• What the task requires:
Extend the review of the documentary A Dream in Hanoi by picking up right after its final sentence.

• Source extract:
American-Vietnamese relations have been cordial at best and lethal at worse, but A Dream in Hanoi proposes other possibilities for cross-cultural engagement besides war. Written, produced and directed by Tom Weidlinger, this beautifully realized documentary narrated by F. Murray Abraham follows a fall 2000 production of a Midsummer Night’s Dream in Vietnam, but it has a Shakespearean sense of drama and humor of its own. The Vietnamese and American theater companies involved aspires to create a bilingual, bicultural version of the play; the result is a clash of wills and worldviews that leaves participants from both camps forever changed.

Colorful opening images of members of the two companies exchanging pleasantries hint at a smooth transition across literary and cultural lines, but problems soon emerge. Resentments develop into ruptures that threaten to capsize the entire production, with a lot of misery and anger generated on each side during the process. Vietnamese director Doan Hoang Giang shocks the Americans when he insists on adding an entourage for Puck consisting of “six masked drummer boy fairies.” The Vietnamese shrug at the inflexible Western theater types; “Americans want a script even for a soccer match!” Even the Vietnamese Ministry of Culture and Information, which had sponsored and encouraged the project (supposedly to teach the Vietnamese how to make money from art), abruptly boots the group out of its venue and forbids them to sell tickets.

• Supplied records:
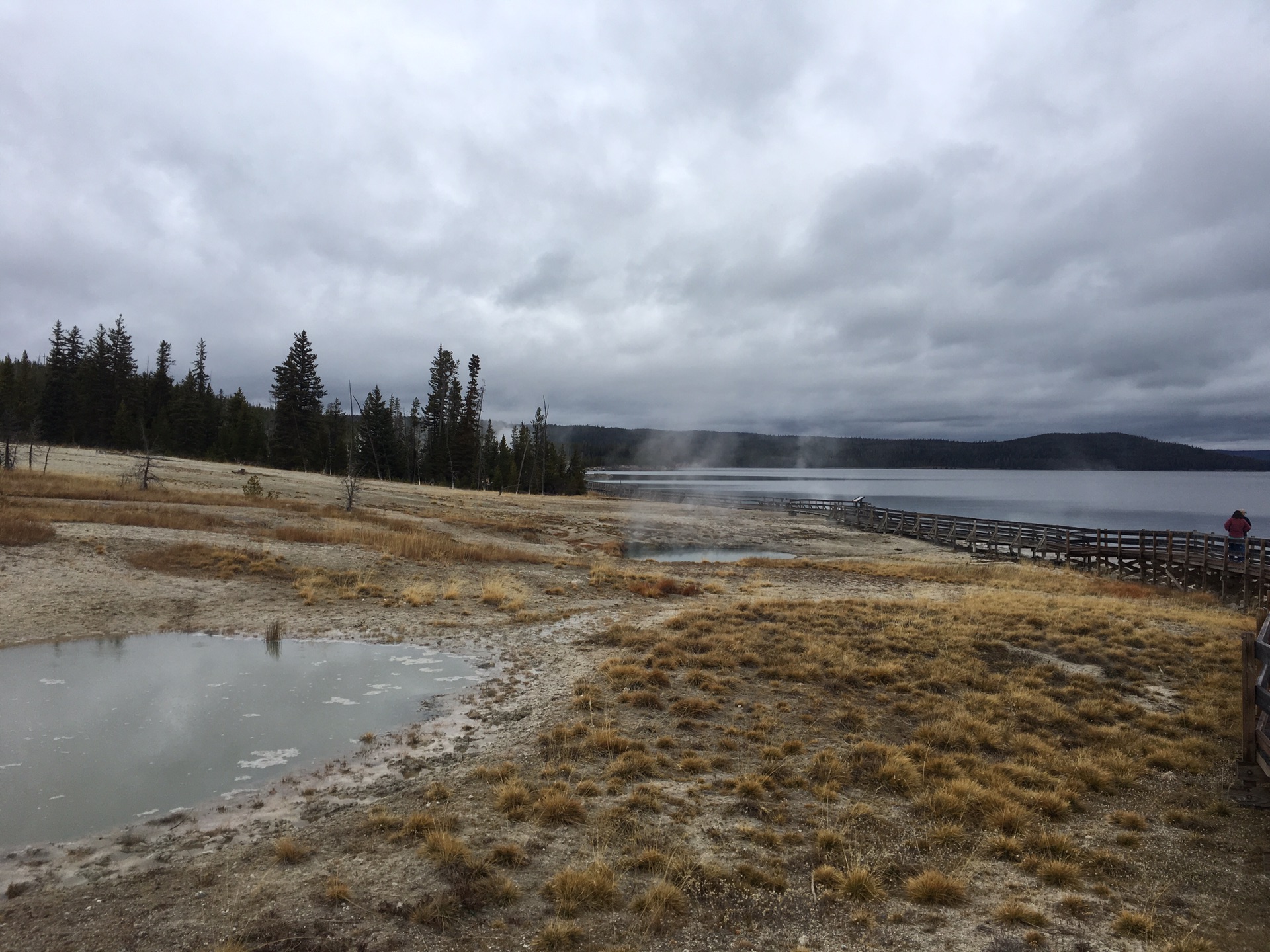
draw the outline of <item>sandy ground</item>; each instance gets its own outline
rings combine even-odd
[[[118,477],[126,457],[55,449],[51,471]],[[312,473],[251,470],[263,489],[282,499],[335,503],[337,480]],[[163,461],[159,473],[173,489],[237,493],[246,476],[237,467]],[[203,949],[251,924],[250,948],[395,949],[528,947],[537,916],[517,913],[488,919],[479,932],[438,934],[398,918],[401,897],[418,889],[420,863],[413,850],[389,850],[362,831],[372,806],[403,812],[424,809],[428,784],[439,781],[456,796],[471,796],[465,778],[474,765],[533,748],[538,732],[569,716],[575,679],[593,674],[611,654],[596,635],[615,623],[652,625],[681,611],[686,599],[640,598],[621,586],[591,584],[591,569],[612,543],[718,546],[776,550],[833,559],[956,561],[966,556],[911,539],[859,533],[808,517],[737,512],[605,499],[472,494],[400,484],[368,484],[361,505],[423,520],[460,541],[497,542],[549,557],[542,562],[417,564],[384,557],[359,546],[288,543],[269,538],[279,524],[306,517],[271,509],[210,504],[229,526],[215,532],[60,523],[57,537],[24,548],[0,548],[0,644],[126,636],[160,631],[259,633],[281,622],[286,637],[339,633],[400,638],[472,655],[488,664],[489,680],[451,696],[431,720],[403,725],[357,755],[288,777],[267,792],[202,803],[171,817],[130,829],[103,830],[72,843],[33,844],[0,859],[0,883],[18,885],[0,899],[0,949]],[[528,533],[502,532],[499,520],[528,520]],[[133,567],[128,557],[179,542],[246,547],[282,556],[291,566],[358,569],[387,597],[326,599],[305,604],[284,579],[216,579]],[[612,560],[610,560],[612,561]],[[738,598],[827,597],[946,598],[949,585],[827,572],[799,566],[738,567],[624,562],[695,581],[705,592],[695,604]],[[511,578],[523,608],[509,612],[481,600],[483,583]],[[438,590],[457,583],[453,599],[410,605],[392,597],[413,584]],[[519,618],[519,621],[517,619]],[[536,621],[535,621],[536,619]],[[1246,811],[1242,833],[1264,838],[1265,824]],[[316,847],[305,867],[273,862],[279,835]],[[584,833],[554,848],[588,854]],[[570,839],[572,838],[572,839]],[[488,838],[486,838],[488,839]],[[526,849],[547,849],[530,838]],[[1270,885],[1257,856],[1232,858],[1247,867],[1242,889]],[[370,875],[373,867],[375,875]],[[359,883],[354,905],[324,905],[331,876]],[[1236,887],[1240,889],[1240,887]],[[540,905],[538,900],[523,902]],[[394,905],[396,904],[396,905]],[[777,901],[728,922],[691,922],[669,935],[610,937],[610,948],[754,949],[792,948],[801,935],[815,948],[991,948],[1011,952],[991,924],[978,930],[944,929],[944,920],[881,927],[867,942],[846,937],[814,919],[792,920]],[[316,910],[316,911],[312,911]],[[271,918],[272,916],[272,918]],[[789,919],[789,920],[786,920]],[[897,920],[898,922],[898,920]],[[245,928],[245,927],[244,927]],[[272,929],[272,932],[271,932]],[[273,935],[272,939],[262,938]],[[928,938],[919,938],[928,935]],[[1139,942],[1104,942],[1068,930],[1057,948],[1147,948]],[[1013,939],[1011,939],[1013,942]],[[1041,939],[1044,942],[1044,938]],[[997,943],[997,944],[992,944]],[[582,947],[599,948],[596,942]],[[1256,948],[1240,941],[1232,948]]]
[[[91,451],[55,449],[51,471],[119,477],[132,467],[127,457]],[[188,459],[164,461],[159,472],[171,489],[237,493],[246,476],[237,467]],[[334,477],[251,470],[265,491],[284,499],[334,504],[339,486]],[[587,585],[589,560],[611,542],[641,542],[658,547],[720,546],[790,552],[817,557],[909,556],[958,559],[955,553],[912,539],[853,532],[823,519],[789,517],[782,513],[676,506],[658,503],[624,503],[603,499],[472,494],[433,486],[368,482],[362,506],[386,513],[418,515],[460,541],[498,542],[556,557],[559,562],[514,566],[530,598],[527,607],[541,612],[594,612],[621,608],[641,612],[646,599],[618,598]],[[475,637],[490,625],[505,626],[505,616],[480,602],[483,578],[505,572],[504,566],[417,565],[385,560],[358,546],[318,546],[262,538],[259,529],[282,524],[286,514],[244,510],[232,506],[203,506],[207,512],[236,520],[230,532],[185,532],[100,523],[61,523],[57,538],[47,545],[0,548],[0,644],[58,638],[116,637],[157,631],[259,632],[281,619],[291,636],[305,633],[362,632],[436,637],[437,627]],[[544,527],[532,543],[507,533],[481,532],[447,517],[483,519],[530,519]],[[284,583],[248,579],[198,579],[159,575],[135,569],[127,556],[174,542],[212,546],[262,547],[283,556],[291,565],[354,567],[373,572],[386,586],[410,583],[443,585],[450,579],[464,584],[465,597],[455,602],[411,608],[384,605],[378,599],[340,600],[301,605]],[[725,566],[698,566],[676,572],[685,578],[715,579]],[[771,586],[766,595],[823,597],[824,574],[796,570],[765,571]],[[843,576],[834,579],[832,594],[922,594],[885,581]],[[737,588],[720,580],[728,592]],[[564,595],[545,595],[545,589],[564,588]],[[931,589],[933,590],[933,589]],[[712,595],[707,595],[712,597]]]

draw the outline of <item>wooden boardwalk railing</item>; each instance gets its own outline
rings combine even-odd
[[[743,509],[775,509],[792,515],[824,515],[865,532],[965,548],[988,559],[1038,559],[1066,562],[1099,574],[1114,574],[1180,590],[1212,592],[1245,608],[1266,605],[1270,552],[1266,539],[1245,539],[1243,551],[1219,533],[1173,529],[1090,529],[1076,526],[980,519],[875,506],[864,499],[792,499],[744,494],[692,493],[663,486],[596,481],[596,493],[667,503]]]
[[[1270,616],[1243,637],[1243,762],[1270,777]]]

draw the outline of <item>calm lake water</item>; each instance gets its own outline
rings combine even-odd
[[[1035,470],[677,470],[593,473],[698,493],[855,499],[947,515],[1107,529],[1222,532],[1236,509],[1270,534],[1270,473]]]
[[[0,650],[0,847],[263,787],[480,679],[410,645],[146,635]]]

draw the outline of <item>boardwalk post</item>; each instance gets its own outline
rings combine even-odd
[[[1243,632],[1243,762],[1257,760],[1256,631]]]

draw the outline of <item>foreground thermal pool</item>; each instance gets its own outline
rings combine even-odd
[[[410,645],[208,635],[0,650],[0,847],[260,787],[480,679]]]

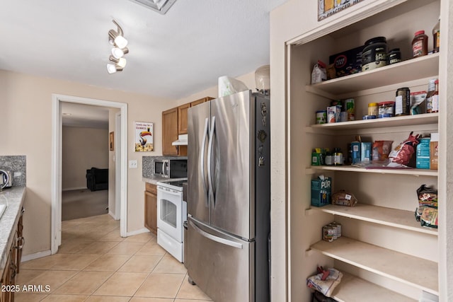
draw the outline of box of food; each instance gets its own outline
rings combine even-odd
[[[311,205],[322,207],[331,203],[332,178],[323,175],[311,180]]]
[[[362,71],[363,48],[363,45],[360,46],[328,57],[329,64],[333,64],[337,78]]]

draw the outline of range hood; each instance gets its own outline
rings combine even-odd
[[[187,146],[187,134],[179,134],[178,140],[171,143],[173,146]]]

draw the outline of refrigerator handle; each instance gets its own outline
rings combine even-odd
[[[209,134],[209,124],[210,120],[206,117],[205,120],[205,130],[203,130],[203,141],[202,142],[201,156],[200,157],[200,170],[201,170],[201,178],[203,180],[203,190],[205,190],[205,194],[207,194],[208,192],[207,188],[206,187],[206,175],[205,175],[205,146],[206,146],[206,139]],[[206,199],[206,207],[209,207],[209,197]]]
[[[212,200],[215,207],[215,192],[214,192],[214,186],[212,185],[212,175],[211,166],[211,157],[212,156],[212,140],[214,139],[214,132],[215,131],[215,117],[212,117],[212,122],[211,123],[211,132],[210,135],[210,142],[207,144],[207,180],[210,185],[210,194],[212,194]]]
[[[202,230],[201,228],[200,228],[199,227],[197,227],[197,226],[195,226],[195,224],[192,222],[191,220],[189,220],[189,223],[190,223],[192,225],[192,226],[193,227],[193,228],[195,228],[195,230],[202,236],[206,237],[208,239],[212,240],[212,241],[215,241],[215,242],[218,242],[219,243],[222,243],[222,244],[224,244],[225,245],[229,245],[233,248],[239,248],[239,249],[242,249],[242,244],[241,243],[238,243],[234,241],[231,241],[227,239],[224,239],[220,237],[217,237],[217,236],[214,236],[214,235],[210,234],[209,233],[207,233],[205,231],[204,231],[203,230]]]

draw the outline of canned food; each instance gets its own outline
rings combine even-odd
[[[379,103],[378,115],[391,115],[393,117],[395,115],[395,102],[388,100]]]
[[[355,107],[354,105],[354,99],[348,98],[345,100],[346,112],[348,112],[348,120],[353,121],[355,117]]]
[[[411,110],[411,91],[404,87],[396,91],[395,115],[408,115]]]
[[[333,228],[330,226],[323,226],[323,240],[332,242],[333,241]]]
[[[368,103],[368,115],[377,115],[379,104],[377,103]]]
[[[326,124],[327,122],[327,110],[316,111],[316,124]]]
[[[374,120],[375,118],[376,115],[364,115],[362,120]]]

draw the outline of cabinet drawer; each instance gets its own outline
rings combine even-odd
[[[145,190],[150,193],[157,194],[157,186],[149,182],[145,182]]]

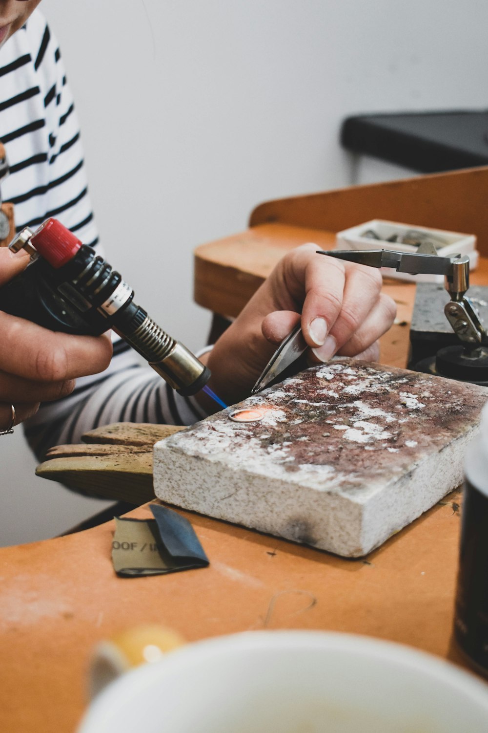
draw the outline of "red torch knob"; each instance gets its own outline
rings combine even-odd
[[[82,243],[57,219],[48,219],[34,232],[31,243],[56,270],[72,259]]]

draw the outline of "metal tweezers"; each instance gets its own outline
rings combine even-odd
[[[453,262],[455,262],[459,256],[440,257],[435,254],[434,248],[432,249],[432,254],[425,254],[397,252],[391,249],[333,249],[328,251],[318,250],[317,254],[345,259],[358,265],[367,265],[370,268],[393,268],[397,272],[410,273],[411,275],[416,275],[418,273],[428,275],[448,275],[452,271]],[[285,369],[290,367],[307,347],[300,323],[298,323],[271,356],[251,390],[251,394],[256,394],[269,386]]]

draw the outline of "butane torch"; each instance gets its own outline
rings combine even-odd
[[[0,290],[0,310],[52,331],[98,336],[112,328],[180,394],[195,394],[210,370],[134,303],[134,291],[57,219],[26,227],[10,245],[31,256]]]

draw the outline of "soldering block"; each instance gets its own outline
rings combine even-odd
[[[462,481],[488,388],[352,359],[312,367],[157,443],[156,496],[346,557]]]

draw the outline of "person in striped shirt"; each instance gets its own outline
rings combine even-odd
[[[39,1],[0,0],[0,141],[10,166],[1,196],[14,205],[16,231],[54,216],[100,250],[74,103]],[[377,339],[395,314],[380,275],[317,257],[315,249],[287,254],[200,355],[212,371],[210,386],[228,404],[249,394],[300,312],[312,360],[378,356]],[[0,286],[25,262],[0,248]],[[0,312],[0,430],[12,421],[13,405],[40,459],[51,445],[75,443],[111,422],[191,424],[216,409],[206,400],[177,394],[120,339],[112,347],[106,336],[55,334]]]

• Task output:
Yet A Dream in Hanoi is no gloomfest, largely because of its engaging cast and its discovery of commonality in chaos. Contentious meetings, troubled rehearsals, and tearful harangues balance with shared laughter at a joke well played or a bond over the common hatred of the costumes. As in the play, this film’s “characters” awake from their dream with everything right again.